## Begin PROVIDED RECORDS
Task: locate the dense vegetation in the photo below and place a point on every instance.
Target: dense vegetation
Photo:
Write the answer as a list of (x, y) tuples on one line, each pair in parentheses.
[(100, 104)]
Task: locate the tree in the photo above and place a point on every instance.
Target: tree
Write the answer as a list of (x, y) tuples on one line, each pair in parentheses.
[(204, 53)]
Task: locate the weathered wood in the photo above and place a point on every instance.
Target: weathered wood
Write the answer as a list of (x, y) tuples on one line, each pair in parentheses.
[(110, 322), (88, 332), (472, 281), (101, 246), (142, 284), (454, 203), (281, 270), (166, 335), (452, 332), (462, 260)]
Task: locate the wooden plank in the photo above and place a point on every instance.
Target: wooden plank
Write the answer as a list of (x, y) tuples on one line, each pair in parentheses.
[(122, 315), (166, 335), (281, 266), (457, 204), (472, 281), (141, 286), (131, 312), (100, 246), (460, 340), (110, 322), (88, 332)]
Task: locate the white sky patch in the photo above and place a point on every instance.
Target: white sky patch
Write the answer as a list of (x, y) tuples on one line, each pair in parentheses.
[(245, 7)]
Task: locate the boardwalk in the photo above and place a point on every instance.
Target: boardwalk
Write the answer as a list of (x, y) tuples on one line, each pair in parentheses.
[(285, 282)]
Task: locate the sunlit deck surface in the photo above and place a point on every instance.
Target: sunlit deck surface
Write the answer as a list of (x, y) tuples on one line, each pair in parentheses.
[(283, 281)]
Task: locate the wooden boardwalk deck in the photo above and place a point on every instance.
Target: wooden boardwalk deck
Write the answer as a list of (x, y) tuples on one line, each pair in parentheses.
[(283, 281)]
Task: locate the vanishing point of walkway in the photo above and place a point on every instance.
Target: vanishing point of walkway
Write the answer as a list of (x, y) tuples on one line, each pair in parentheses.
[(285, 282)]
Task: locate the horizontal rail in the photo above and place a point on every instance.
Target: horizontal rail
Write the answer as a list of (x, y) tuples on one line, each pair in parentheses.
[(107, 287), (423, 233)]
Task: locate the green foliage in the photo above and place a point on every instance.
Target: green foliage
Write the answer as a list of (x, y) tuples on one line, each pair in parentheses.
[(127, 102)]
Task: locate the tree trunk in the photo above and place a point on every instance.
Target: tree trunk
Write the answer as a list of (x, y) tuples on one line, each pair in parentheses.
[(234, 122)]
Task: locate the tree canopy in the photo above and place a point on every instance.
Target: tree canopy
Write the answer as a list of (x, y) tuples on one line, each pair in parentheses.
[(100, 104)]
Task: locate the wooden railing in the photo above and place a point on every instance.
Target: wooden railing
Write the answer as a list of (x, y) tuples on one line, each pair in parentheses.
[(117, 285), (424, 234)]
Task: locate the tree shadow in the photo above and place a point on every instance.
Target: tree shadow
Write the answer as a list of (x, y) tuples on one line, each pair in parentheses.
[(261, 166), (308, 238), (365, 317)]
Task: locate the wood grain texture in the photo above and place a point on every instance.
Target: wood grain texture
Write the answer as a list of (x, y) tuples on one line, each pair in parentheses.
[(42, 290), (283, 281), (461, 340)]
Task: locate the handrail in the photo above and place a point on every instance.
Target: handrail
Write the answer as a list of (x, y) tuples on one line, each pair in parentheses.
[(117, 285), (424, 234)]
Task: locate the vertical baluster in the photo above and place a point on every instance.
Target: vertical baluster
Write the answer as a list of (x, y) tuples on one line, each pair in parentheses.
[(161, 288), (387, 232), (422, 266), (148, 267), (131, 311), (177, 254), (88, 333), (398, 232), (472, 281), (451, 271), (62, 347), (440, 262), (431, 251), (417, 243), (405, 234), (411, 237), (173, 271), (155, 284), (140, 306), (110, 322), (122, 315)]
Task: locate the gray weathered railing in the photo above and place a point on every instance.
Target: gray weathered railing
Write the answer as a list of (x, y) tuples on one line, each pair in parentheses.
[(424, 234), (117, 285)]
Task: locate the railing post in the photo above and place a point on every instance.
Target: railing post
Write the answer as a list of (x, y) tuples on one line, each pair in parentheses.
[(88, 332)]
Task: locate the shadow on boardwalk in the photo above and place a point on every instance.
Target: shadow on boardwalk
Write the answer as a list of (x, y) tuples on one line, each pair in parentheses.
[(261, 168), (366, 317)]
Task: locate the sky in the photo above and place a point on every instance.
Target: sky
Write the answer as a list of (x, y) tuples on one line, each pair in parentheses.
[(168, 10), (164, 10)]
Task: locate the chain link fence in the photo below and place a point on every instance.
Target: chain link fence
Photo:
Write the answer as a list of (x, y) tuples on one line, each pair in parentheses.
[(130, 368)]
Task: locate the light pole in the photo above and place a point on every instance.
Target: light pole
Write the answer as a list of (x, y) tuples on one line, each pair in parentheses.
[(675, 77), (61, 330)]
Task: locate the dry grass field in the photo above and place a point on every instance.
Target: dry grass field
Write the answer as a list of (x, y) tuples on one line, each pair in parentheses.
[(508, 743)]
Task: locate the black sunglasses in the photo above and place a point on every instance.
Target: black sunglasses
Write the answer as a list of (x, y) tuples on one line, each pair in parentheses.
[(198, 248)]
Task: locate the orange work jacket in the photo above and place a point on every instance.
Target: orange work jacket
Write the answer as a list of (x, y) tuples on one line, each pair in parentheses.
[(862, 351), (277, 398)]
## End PROVIDED RECORDS
## PROBLEM DESCRIPTION
Can you edit the entries, starting from the very first line and going through the line with "332), (462, 260)]", so that "place a point" becomes "put a marker" and nothing else changes?

## FINAL ANSWER
Task: locate the dense vegetation in the photo below and put a marker on every instance.
Target: dense vegetation
Photo:
Write the answer as a list of (x, y) tuples on one line, each pair in parentheses.
[(100, 104)]
Task: locate the tree in the photo above and put a marker on every instance.
Target: tree
Write the answer as a list of (x, y) tuples on one line, each pair in parentheses.
[(204, 53)]
Task: locate the weathered wood in the photo above and put a marker on every instance.
Target: weathered wood
Write the answer as a list of (x, y) tuples on one line, each pair in parentheses.
[(110, 322), (88, 332), (472, 281), (101, 246), (142, 284), (454, 203), (281, 270), (166, 335), (452, 332), (462, 260)]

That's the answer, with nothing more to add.